[Stored records]
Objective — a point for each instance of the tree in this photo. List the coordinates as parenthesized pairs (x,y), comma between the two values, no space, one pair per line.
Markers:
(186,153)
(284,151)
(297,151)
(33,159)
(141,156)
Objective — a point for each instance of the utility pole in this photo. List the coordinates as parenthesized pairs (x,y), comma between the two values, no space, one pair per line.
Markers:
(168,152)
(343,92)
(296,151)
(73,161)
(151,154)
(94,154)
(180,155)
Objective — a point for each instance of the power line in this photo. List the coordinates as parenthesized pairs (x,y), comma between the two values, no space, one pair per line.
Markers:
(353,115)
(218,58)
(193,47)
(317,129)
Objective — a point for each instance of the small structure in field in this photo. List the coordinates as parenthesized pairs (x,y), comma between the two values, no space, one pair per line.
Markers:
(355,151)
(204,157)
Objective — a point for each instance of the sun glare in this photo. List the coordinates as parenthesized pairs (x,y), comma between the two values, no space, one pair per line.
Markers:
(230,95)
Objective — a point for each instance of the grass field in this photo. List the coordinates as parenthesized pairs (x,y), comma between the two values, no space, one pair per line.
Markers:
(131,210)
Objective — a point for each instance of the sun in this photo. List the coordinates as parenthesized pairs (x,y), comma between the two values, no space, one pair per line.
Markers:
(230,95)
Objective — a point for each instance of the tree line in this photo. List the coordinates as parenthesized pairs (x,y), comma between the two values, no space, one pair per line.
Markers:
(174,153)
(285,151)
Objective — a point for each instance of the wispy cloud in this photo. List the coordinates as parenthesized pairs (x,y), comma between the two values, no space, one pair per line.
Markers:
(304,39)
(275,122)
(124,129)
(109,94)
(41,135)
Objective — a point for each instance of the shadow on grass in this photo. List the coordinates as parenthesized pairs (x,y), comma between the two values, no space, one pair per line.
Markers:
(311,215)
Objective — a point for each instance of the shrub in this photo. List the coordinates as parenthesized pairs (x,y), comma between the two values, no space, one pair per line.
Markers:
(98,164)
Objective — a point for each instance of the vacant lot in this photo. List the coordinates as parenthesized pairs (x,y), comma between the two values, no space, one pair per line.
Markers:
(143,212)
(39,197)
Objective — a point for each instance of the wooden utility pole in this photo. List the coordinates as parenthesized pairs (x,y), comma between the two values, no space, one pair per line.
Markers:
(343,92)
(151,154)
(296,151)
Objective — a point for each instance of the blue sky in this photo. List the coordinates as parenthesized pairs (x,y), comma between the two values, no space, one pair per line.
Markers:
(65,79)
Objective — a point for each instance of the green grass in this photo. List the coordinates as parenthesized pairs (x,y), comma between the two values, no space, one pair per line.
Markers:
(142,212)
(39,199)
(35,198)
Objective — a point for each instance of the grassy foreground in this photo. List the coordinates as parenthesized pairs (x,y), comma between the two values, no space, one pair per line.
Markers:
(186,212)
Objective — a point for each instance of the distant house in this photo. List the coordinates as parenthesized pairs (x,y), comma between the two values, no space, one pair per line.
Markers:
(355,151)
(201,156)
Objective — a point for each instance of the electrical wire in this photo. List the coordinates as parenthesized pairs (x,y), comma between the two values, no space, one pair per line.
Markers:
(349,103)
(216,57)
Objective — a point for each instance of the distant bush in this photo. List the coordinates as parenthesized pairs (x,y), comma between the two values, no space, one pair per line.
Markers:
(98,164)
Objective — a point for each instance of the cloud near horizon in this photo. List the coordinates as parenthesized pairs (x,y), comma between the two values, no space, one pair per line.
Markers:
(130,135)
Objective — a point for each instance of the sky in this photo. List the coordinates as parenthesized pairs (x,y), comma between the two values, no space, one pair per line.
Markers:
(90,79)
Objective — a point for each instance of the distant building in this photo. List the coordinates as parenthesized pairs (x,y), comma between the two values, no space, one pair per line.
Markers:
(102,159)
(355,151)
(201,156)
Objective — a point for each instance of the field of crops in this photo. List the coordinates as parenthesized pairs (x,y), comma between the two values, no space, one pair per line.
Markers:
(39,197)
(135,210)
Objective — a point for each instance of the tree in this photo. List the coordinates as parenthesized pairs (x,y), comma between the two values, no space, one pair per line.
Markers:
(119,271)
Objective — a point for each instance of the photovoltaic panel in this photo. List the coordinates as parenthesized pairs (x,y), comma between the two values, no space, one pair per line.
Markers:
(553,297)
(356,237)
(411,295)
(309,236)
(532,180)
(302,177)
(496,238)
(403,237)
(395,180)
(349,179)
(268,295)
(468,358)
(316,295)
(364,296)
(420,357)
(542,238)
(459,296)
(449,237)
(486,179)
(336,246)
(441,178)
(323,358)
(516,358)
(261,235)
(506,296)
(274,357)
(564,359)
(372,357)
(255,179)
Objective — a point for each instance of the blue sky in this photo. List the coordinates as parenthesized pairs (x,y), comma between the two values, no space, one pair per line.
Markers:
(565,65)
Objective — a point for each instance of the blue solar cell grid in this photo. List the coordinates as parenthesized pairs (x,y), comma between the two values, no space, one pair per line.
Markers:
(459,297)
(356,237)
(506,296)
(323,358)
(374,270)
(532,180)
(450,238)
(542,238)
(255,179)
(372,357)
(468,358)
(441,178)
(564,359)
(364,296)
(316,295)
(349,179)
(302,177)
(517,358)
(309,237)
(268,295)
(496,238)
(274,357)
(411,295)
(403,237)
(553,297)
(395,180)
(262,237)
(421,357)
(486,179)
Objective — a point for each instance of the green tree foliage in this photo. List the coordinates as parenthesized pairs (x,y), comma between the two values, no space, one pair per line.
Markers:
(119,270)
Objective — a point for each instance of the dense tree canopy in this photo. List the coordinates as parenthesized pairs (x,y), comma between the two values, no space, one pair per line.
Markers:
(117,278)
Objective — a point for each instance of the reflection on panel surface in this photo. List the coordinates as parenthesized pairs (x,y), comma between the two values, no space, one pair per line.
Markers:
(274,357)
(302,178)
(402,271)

> **YOUR INSTRUCTIONS**
Recast every one of the records above as a two-column CSV with the header row objective,markers. Give one row per record, and put each field in double quotes with any line breaks replaced by spaces.

> **RESULT**
objective,markers
"Objective — a point for each instance of the tree in this photo. List the coordinates as parenthesized pairs (x,y), comma between the two values, no space, one pair per line. Markers:","(186,153) (284,151) (297,151) (33,159) (141,156)"
"Objective — a point for each instance of the utility pole in this photo. List the coordinates as parenthesized pairs (x,y), comma between the two values, no space, one pair per line. Markers:","(168,152) (343,92) (296,151) (73,161) (151,154) (94,154) (180,155)"
"Objective — a point for each instance of the power line in this photo. List the coordinates as parenthesized pairs (x,y), comma between the two values, no space, one pair per line. Markers:","(353,115) (218,58) (193,47) (317,129)"
"Objective — a point for each instance of the small structure in field in this photo. List the coordinates as parenthesized pairs (x,y), comma between the two values, no space, one pair per line. Markers:","(355,151) (204,157)"
"Objective — a point for each instance of the sun glare in this photo. List the coordinates as parenthesized pairs (x,y), comma between the two values, no space, one pair per line. Markers:","(230,95)"
"Objective — a point for each instance of the grass field in this photo. List the coordinates as parenthesized pairs (x,y), comma between the two values, no space, one pair per line. Markers:","(131,210)"
"Objective — a point for each instance of the sun in this photo. List the coordinates as parenthesized pairs (x,y), comma between the two values, no space, one pair per line. Markers:","(230,95)"
"Objective — a point for each instance of the tree line in this photo. List the coordinates as parenthesized pairs (x,y), comma between the two values, no space, one pair per line. Markers:","(174,153) (285,151)"
"Objective — a point for each instance of the wispy cloud in this photo. List the coordinates as parenthesized pairs (x,y), comma between the two values, no space, one pair per line. Markers:","(304,39) (275,122) (124,129) (109,94) (41,135)"
"Objective — a point for each instance of the shadow on grass in this photo. List the coordinates as parenthesized pairs (x,y), comma between the two values, no space, one pair per line. Markers:","(311,215)"
"Objective — a point for each instance of the shrub in this photo. List the coordinates as parenthesized pairs (x,y), comma between the two values, no space, one pair per line. Markers:","(98,164)"
"Objective — a point for each instance of the vacant lot in this photo. List the coordinates as parenthesized pairs (x,y), comma between the two values, no space, one pair per line. Markers:","(143,212) (39,197)"
"Objective — a point for each instance of the wooden utility pole in this photo. List the coordinates as parenthesized pairs (x,y), comma between the two values, no space, one pair per line. Markers:","(343,92) (151,154) (296,151)"
"Objective — a point for each instance of the blue sky in this photo. List the coordinates as parenthesized pairs (x,y), comma between the two values, no space, one pair per line. Markers:","(65,79)"
"Objective — a point for each instance of the green grass in this photo. List the coordinates as parenthesized pairs (x,y), comma between the two values, no space, one pair per line. Markers:","(142,212) (39,199) (35,198)"
"Objective — a point for each instance of the grassy foreground in this photo. List the coordinates as parenthesized pairs (x,y), comma between the two values, no space, one pair per line. Markers:","(186,212)"
"Objective — a point for each instance of the distant house in this photo. List the coordinates as parenthesized pairs (x,y), comma between the two values, no space, one pair per line. Markers:","(355,151) (201,156)"
"Objective — a point for each instance of the electrical wire in this photo. List the coordinates as parenthesized pairs (x,y), comma between the two values, no space, one pair per line. Markers:","(349,103) (216,57)"
"Objective — a point for each instance of the distant bush in this photo. List the coordinates as parenthesized pairs (x,y), comma between the two values, no space, one pair per line. Markers:","(98,164)"
"Objective — a point for each instance of the cloud near horizon in this photo. List the coordinates as parenthesized pairs (x,y), comma between the two values, no space, one pair per line. Markers:","(130,135)"
"Objective — a point for each instance of the sky in this photo. List the coordinates as parenthesized pairs (x,y), comma between the two values, no space, one pair per line. Markers:","(90,79)"
"Objective — a point for each instance of the distant building in this photo. List the coordinates as parenthesized pairs (x,y), comma between the two values, no space, one pair per line. Markers:","(102,159) (355,151) (201,156)"
"Objective — a point for each instance of the field of crops in this photo. List the coordinates as parenthesized pairs (x,y), comma between the two values, no space, one pair per line. Markers:","(39,197) (135,210)"
"Objective — a point for each instance of the tree in this photo. List the coordinates as parenthesized pairs (x,y), comma between the two values, no space, one pair per line. Markers:","(119,271)"
"Objective — a point for each instance of the photovoltaic panel in this photo. List the coordinates as parenthesized pairs (x,y), comma between the two values, no space, one pair per line. Markers:","(553,297) (356,237) (411,295) (309,236) (532,180) (302,177) (496,238) (403,237) (395,180) (349,179) (268,295) (468,358) (316,295) (364,296) (420,357) (542,238) (459,296) (449,237) (486,179) (336,246) (441,178) (323,358) (516,358) (261,235) (506,296) (274,357) (564,359) (372,357) (255,179)"
"Objective — a point for each instance of the blue sky in this photo. List the coordinates as parenthesized pairs (x,y), comma between the two values, no space, one pair per line. Markers:","(565,65)"
"Objective — a point for each instance of the blue solar cell grid in this photo. List the coordinates as parenthesized pairs (x,y), comma between the two values, no space, one pair per line. Markers:","(459,297) (356,237) (506,296) (323,358) (374,270) (532,180) (450,238) (542,238) (255,179) (372,357) (468,358) (441,178) (564,359) (364,296) (316,295) (349,179) (302,177) (517,358) (309,237) (268,295) (496,238) (274,357) (411,295) (403,237) (553,297) (395,180) (262,237) (421,357) (486,179)"
"Objective — a point for each instance of the green tree foliage in this photo. List the coordinates as parenthesized pairs (x,y), comma between the two values, no space, one pair per line. Markers:","(119,270)"
"Objective — a point for each instance of the dense tree canopy in this photo. List the coordinates as parenthesized pairs (x,y), comma between the two values, no space, one pair per line. Markers:","(117,278)"
"Objective — a point for each instance of the reflection on panel surface in this photo. List the coordinates as parenthesized pairs (x,y), comma between the two values, no space, one pair per line. Markers:","(274,357) (302,178) (402,271)"